==== SUPPLIED MATERIAL ====

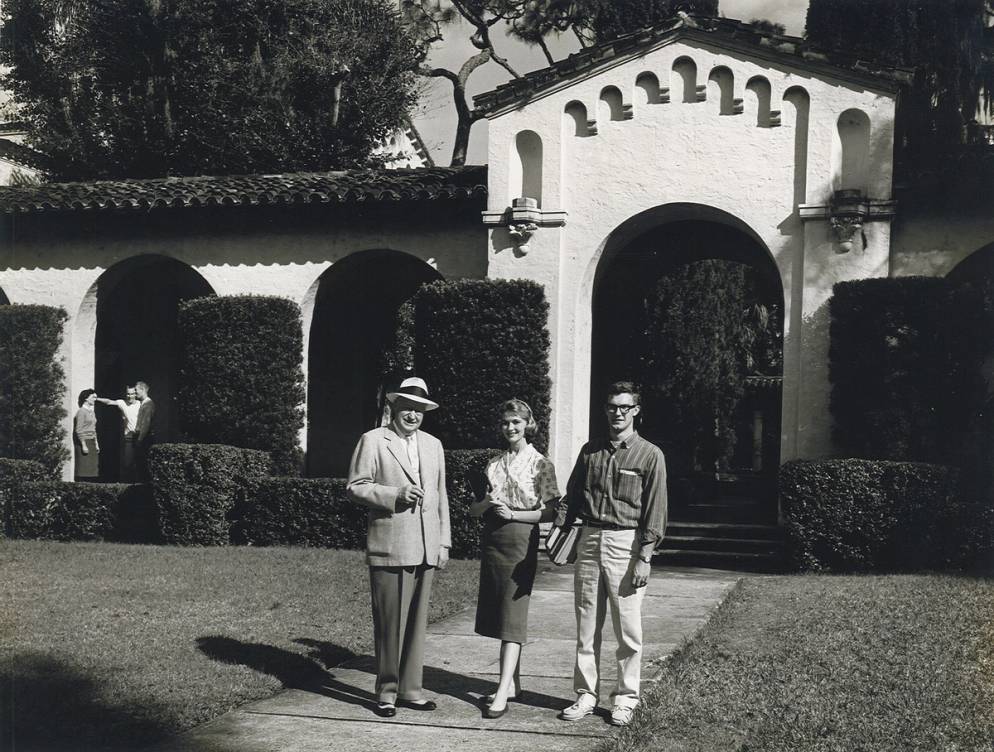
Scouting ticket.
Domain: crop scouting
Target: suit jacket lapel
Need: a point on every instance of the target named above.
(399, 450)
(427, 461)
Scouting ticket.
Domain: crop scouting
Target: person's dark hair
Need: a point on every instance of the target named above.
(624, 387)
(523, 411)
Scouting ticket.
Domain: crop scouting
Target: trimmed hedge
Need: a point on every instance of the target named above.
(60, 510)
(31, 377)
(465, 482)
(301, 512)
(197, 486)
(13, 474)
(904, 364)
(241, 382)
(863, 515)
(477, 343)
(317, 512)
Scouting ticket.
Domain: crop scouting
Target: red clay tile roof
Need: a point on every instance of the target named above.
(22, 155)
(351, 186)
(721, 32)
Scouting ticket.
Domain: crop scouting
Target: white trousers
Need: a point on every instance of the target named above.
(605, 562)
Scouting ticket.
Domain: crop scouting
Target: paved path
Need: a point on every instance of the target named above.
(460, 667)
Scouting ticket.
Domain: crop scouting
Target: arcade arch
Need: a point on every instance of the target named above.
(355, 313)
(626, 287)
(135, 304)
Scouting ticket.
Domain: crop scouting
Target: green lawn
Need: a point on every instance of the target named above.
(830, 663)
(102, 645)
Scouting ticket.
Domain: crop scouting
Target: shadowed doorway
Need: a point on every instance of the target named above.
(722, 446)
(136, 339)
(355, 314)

====

[BRIEF]
Arrange all of the data above as a two-column CSV with the header columns text and answer, giving one row for each item: its text and its answer, each in a single quoted field with line breaks replaced by spaces. Leave the pictures out of the result.

[RESPONSE]
text,answer
"Scouting ticket. Domain: crop scouting Target: suit jacket lapel Need: a point on every instance of the target named above.","(399, 450) (427, 461)"
"Scouting ticket. Domain: crop scouting Target: person's dark hair Need: a point on every instance of the target named above.","(624, 387) (523, 411)"
"Scouting ticket. Domain: crop scouting Target: trimmed hedge Need: a point on every instance of the target named above.","(60, 510) (31, 377) (465, 482) (301, 512) (197, 486) (13, 474) (904, 364) (241, 382) (863, 515) (477, 343) (317, 512)"
"Scouting ticket. Domain: crop scouting Target: red clay tile roof Need: a point on every instance of the target named above.","(22, 155) (351, 186) (721, 32)"
"Scouting ticket. Domain: crop scouting Target: white trousers Need: a point on every instance of the target named above.","(605, 562)"
"Scouting ticket. Domain: crop scouting Target: paved path Need: a point on every instance of the target named above.","(460, 667)"
"Scouting ticket. Domain: crop scouting Target: arcade arch Need: a point on every instance of the target named above.","(355, 313) (626, 287) (135, 304)"
"Scouting ticket. Domain: crop scouting Target: green lawn Need: a point on every instance of the target named above.","(830, 663) (102, 645)"
"Scouting ticket. Domain: crop scouting Target: shadowed doorway Need: a point on every instance of the target named above.","(722, 446) (136, 339) (355, 314)"